_Task details_. From the ingredient list of the quinoa recipe, list every ingredient whose amount is given in teaspoons ("t.").

_Passage for review_.
################
Hearty Quinoa with Sauteed Apples and Almonds
Quinoa is a high fiber, high protein grain that is South American in origin. This is a warm toasty dish with fall flavors that can stand alone or be paired with meat and a vegetable. Curry powder can mixed with or substituted for the cinnamon to give it a deeper flavor.
ingredients
- 1 C. uncooked quinoa
- 2 t. olive oil, divided
- 3/4 C. chopped onion
- 3/4 C. finely diced carrot
- 1 garlic clove, minced
- 2 C. organic vegetable broth
- 1/4 t. salt
- 1/4 t. ground cinnamon
- 1 1/2 C. finely diced unpeeled Granny Smith apple
- 3 T. sliced almonds, toasted
- 1/8 t. freshly ground black pepper
directions
- 1
Place quinoa in a fine sieve; place over large bowl and cover with water. Using your hands, rub grains together for 30 seconds; rinse and drain. Repeat twice. Drain well.
- 2
Heat 1 teaspoon olive oil in saucepan over med-high heat. Add onion, carrot, and garlic to pan; saute 5 minutes or until onion is tender and carrot begins to brown. Stir in broth, quinoa, salt and cinnamon; bring to a boil. Cover and reduce heat; simmer 20 minutes or until liquid is adsorbed. Remove from heat. Fluff with a fork.
- 3
Heat remaining teaspoon oil in a nonstick skillet over medium-high heat. Add apple and almonds to pan, saute 7 minutes or until apple begins to brown. Add apple, almonds and ground pepper to quinoa and toss to combine. Serve warm.
################
_Supplied records_.
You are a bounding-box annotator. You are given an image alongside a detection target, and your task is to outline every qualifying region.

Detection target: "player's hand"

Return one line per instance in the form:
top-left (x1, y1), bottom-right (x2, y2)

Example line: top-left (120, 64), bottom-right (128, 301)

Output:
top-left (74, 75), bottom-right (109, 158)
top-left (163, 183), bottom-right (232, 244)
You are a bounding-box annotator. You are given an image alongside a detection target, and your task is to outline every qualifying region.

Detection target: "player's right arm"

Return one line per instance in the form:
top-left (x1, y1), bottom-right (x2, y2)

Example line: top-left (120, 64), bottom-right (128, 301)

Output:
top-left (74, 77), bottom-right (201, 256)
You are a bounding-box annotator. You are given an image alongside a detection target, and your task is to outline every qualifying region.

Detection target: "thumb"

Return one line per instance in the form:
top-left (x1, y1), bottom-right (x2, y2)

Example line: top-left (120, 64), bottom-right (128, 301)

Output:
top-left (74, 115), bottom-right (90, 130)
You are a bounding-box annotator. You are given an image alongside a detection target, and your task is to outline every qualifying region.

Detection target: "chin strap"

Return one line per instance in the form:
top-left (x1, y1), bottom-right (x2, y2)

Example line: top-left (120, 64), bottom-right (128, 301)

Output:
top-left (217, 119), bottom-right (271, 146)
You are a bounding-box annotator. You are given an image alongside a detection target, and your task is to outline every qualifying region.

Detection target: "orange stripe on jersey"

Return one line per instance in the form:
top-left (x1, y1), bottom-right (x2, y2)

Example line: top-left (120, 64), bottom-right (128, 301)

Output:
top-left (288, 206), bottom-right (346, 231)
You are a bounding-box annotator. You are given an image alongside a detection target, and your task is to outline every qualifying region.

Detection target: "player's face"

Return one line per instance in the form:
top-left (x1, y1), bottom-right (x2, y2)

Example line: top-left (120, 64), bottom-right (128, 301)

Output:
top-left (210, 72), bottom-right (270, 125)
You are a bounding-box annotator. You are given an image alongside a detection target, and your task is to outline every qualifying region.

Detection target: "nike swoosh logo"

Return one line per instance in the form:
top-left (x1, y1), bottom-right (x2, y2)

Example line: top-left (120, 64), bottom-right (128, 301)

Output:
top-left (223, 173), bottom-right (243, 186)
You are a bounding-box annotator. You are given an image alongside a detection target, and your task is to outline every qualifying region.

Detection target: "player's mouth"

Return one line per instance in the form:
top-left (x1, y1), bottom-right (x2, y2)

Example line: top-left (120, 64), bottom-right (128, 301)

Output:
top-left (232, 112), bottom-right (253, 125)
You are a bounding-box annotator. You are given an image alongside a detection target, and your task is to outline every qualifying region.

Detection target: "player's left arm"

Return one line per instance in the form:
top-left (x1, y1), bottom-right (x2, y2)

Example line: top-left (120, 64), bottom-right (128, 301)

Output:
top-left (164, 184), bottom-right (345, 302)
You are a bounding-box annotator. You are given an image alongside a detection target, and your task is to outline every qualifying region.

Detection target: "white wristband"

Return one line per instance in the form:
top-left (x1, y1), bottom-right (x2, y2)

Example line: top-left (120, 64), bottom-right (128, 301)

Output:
################
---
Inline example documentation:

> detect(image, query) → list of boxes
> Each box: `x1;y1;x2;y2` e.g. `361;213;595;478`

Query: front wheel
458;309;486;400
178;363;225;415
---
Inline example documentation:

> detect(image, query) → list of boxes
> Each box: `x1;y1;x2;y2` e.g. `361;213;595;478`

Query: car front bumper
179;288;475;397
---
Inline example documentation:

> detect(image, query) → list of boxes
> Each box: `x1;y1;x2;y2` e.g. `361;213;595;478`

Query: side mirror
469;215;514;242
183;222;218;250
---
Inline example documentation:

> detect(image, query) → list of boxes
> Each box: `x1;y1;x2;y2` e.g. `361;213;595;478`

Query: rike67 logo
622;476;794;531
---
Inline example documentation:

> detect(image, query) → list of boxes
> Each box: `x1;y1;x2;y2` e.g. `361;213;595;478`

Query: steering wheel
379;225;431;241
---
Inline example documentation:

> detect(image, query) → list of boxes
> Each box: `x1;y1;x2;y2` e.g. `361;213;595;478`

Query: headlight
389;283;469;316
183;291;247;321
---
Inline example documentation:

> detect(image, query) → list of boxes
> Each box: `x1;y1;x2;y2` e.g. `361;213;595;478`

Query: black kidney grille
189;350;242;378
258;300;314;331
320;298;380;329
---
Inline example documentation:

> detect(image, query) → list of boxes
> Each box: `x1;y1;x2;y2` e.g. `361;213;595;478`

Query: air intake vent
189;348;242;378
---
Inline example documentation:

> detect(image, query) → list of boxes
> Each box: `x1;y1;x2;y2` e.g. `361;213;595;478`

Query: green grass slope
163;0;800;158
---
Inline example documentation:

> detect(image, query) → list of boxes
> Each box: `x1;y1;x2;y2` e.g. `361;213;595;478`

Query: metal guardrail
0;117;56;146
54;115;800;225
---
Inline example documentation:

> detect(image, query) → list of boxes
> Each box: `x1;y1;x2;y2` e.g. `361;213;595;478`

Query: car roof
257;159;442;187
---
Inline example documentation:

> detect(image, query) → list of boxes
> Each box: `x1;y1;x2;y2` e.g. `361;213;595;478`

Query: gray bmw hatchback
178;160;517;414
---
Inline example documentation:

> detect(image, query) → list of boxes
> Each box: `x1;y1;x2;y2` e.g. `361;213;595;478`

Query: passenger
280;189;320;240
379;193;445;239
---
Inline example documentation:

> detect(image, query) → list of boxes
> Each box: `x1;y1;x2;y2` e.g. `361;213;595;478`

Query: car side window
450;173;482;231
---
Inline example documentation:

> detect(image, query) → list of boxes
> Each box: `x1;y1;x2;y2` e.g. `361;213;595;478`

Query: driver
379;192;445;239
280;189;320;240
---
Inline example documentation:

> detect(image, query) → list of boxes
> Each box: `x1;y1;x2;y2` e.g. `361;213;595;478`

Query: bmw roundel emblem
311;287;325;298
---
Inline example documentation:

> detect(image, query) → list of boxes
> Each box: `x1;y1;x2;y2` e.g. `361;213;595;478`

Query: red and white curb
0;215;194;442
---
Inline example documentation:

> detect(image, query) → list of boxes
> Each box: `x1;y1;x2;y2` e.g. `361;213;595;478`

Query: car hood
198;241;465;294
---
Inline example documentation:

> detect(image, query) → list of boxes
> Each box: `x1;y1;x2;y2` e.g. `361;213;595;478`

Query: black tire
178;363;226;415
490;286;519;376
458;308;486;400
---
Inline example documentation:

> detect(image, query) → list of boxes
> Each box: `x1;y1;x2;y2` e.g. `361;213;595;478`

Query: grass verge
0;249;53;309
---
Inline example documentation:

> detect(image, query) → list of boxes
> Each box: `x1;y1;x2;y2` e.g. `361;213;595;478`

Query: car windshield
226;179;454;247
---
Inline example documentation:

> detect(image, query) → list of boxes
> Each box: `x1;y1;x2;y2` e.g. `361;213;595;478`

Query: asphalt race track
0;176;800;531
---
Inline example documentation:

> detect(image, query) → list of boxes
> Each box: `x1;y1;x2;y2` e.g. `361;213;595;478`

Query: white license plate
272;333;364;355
################
_Exercise response_.
- Olive oil (2 t., divided)
- Salt (1/4 t.)
- Ground cinnamon (1/4 t.)
- Freshly ground black pepper (1/8 t.)